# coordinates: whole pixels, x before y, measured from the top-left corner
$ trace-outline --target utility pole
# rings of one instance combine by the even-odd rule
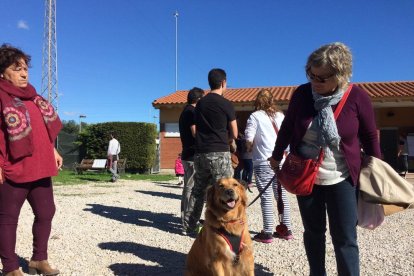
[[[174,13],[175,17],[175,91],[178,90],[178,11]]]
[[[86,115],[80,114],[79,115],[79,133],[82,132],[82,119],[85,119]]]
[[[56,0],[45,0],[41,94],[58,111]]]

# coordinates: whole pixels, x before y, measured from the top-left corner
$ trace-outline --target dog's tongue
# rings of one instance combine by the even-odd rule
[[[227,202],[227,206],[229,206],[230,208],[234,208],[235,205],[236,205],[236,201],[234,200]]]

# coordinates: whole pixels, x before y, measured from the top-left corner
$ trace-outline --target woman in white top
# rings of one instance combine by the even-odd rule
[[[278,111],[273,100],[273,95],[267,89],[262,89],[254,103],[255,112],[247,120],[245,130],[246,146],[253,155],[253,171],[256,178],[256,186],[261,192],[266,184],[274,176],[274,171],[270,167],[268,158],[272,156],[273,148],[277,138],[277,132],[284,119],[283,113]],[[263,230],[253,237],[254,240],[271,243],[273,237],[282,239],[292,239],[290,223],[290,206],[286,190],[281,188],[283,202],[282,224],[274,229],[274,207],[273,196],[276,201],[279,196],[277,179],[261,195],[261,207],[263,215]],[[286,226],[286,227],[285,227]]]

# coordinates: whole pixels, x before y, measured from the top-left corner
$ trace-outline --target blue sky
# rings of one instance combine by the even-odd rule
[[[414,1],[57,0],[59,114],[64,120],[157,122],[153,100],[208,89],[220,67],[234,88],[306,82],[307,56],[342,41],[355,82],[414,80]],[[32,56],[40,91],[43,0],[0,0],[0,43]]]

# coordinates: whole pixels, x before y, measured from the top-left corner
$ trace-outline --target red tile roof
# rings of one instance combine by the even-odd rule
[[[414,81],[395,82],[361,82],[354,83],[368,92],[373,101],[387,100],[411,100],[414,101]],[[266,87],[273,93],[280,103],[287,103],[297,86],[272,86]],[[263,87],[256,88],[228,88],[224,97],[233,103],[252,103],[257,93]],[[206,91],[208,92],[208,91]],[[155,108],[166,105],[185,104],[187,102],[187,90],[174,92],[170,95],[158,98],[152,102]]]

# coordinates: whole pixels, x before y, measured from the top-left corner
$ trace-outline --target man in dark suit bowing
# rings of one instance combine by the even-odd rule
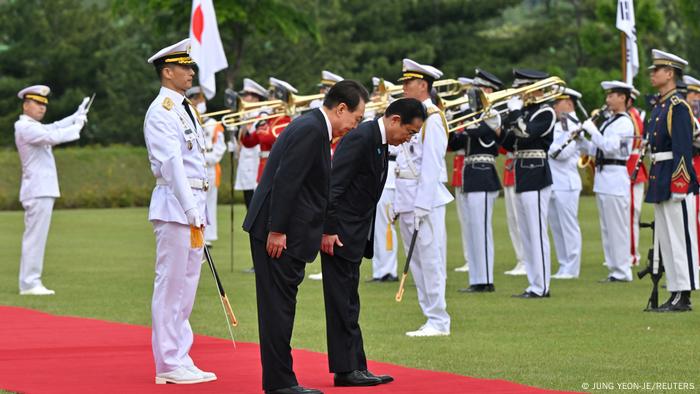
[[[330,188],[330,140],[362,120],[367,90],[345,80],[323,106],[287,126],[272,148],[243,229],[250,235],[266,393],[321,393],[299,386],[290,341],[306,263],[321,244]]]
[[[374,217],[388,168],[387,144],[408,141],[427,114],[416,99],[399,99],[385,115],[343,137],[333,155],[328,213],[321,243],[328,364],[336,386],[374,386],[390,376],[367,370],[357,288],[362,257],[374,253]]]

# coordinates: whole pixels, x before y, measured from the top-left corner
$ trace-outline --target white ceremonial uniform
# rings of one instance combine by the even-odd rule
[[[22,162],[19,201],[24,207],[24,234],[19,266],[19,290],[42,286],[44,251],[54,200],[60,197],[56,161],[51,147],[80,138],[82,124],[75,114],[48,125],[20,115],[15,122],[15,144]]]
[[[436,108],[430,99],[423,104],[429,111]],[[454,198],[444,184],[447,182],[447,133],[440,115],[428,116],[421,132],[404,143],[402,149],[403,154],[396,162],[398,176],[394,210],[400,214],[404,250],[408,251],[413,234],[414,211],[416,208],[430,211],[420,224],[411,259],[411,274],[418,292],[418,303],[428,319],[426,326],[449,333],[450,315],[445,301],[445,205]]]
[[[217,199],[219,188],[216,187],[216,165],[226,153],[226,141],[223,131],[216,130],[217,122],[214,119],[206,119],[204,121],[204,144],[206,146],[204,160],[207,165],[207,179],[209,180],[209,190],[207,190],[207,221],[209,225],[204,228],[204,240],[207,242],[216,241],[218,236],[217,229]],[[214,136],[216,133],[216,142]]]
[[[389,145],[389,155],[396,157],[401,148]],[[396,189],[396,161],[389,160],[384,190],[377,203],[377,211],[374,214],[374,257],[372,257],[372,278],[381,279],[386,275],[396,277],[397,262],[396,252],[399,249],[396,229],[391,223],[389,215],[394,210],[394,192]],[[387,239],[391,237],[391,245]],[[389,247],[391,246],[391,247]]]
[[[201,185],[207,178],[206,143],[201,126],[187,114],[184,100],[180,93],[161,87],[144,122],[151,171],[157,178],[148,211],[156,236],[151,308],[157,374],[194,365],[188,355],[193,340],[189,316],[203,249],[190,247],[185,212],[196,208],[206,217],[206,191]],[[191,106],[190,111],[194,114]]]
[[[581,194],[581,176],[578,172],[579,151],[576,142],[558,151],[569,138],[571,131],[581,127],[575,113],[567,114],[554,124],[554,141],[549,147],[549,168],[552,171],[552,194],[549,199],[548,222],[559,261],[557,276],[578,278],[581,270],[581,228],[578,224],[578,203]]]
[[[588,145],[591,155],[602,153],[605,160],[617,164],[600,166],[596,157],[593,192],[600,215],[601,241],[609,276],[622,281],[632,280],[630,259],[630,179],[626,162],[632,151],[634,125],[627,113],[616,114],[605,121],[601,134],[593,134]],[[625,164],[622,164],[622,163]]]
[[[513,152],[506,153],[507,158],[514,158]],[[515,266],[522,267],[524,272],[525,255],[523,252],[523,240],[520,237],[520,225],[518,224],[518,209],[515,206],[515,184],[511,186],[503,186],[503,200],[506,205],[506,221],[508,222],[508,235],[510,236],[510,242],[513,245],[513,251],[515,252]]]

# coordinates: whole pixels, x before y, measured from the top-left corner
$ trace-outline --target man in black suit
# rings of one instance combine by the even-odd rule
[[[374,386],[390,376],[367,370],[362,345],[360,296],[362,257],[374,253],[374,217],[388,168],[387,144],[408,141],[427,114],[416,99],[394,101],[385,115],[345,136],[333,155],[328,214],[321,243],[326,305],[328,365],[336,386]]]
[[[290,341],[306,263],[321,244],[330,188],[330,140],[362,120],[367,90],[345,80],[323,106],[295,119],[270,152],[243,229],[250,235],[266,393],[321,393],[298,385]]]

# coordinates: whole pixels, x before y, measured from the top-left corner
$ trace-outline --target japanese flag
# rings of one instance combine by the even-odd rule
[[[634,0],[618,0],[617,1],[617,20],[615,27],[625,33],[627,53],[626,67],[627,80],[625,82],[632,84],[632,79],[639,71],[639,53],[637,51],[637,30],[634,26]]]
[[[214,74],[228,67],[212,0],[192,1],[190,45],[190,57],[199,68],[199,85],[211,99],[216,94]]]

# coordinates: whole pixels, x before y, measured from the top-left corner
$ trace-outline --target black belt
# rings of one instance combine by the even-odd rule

+===+

◆ **PROBLEM TO SOLVE**
Only one thing is wanted here, an exact copy of the lines from the first line above through the line containing "--target dog's tongue", minus any picture.

◆ **ANSWER BELOW**
# coordinates: whole pixels, x before y, measured from the top-left corner
$ trace-outline --target utility pole
# rings of one instance combine by the even-odd rule
[[[174,13],[175,17],[175,91],[178,90],[178,11]]]
[[[86,115],[80,114],[79,115],[79,133],[82,132],[82,119],[85,119]]]
[[[56,0],[45,0],[41,94],[58,111]]]

# coordinates: whole pixels, x before y, measured from the top-left corner
$ trace-outline --target dog's tongue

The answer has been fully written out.